• Text extract
# # # # #

A 20-50 per cent fall in several small- and mid-cap stocks over the past week caused severe margin pressure on domestic equity markets today.
The result: While the Bombay Stock Exchange (BSE) small- and mid-cap indices dipped 6 per cent and 4.5 per cent, respectively, the Sensitive Index was down 2.3 per cent, or 454 points. The Nifty slumped 137 points, to 5,767.
Large broking houses involved in margin funding offloaded stocks kept as collateral after several clients failed to fulfil augmented margin requirements. Margin funding is used by investors to take leveraged positions in stocks.
Following market regulator Sebi’s ban on operator Sanjay Dangi and the promoters of four companies last week, the share price of many small- and mid-cap stocks has nosedived. Talk of a crackdown on other operators has also surfaced. The crisis of confidence in the market deepened after an Intelligence Bureau report named some punters for price manipulation.

# # # # #

• Information supplied
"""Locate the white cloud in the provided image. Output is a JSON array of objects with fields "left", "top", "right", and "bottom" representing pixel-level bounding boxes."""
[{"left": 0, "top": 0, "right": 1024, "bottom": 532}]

# # # # #

Decide whether each statement agrees with the market report, answering yes or no and quoting the words that settle it: (a) The Nifty fell by 137 points. (b) The BSE mid-cap index dropped 6 per cent. (c) Sebi banned the promoters of four companies. The data play no part in what comes next.

(a) Yes: "The Nifty slumped 137 points, to 5,767."
(b) No: "the Bombay Stock Exchange (BSE) small- and mid-cap indices dipped 6 per cent and 4.5 per cent, respectively"
(c) Yes: "Sebi’s ban on operator Sanjay Dangi and the promoters of four companies"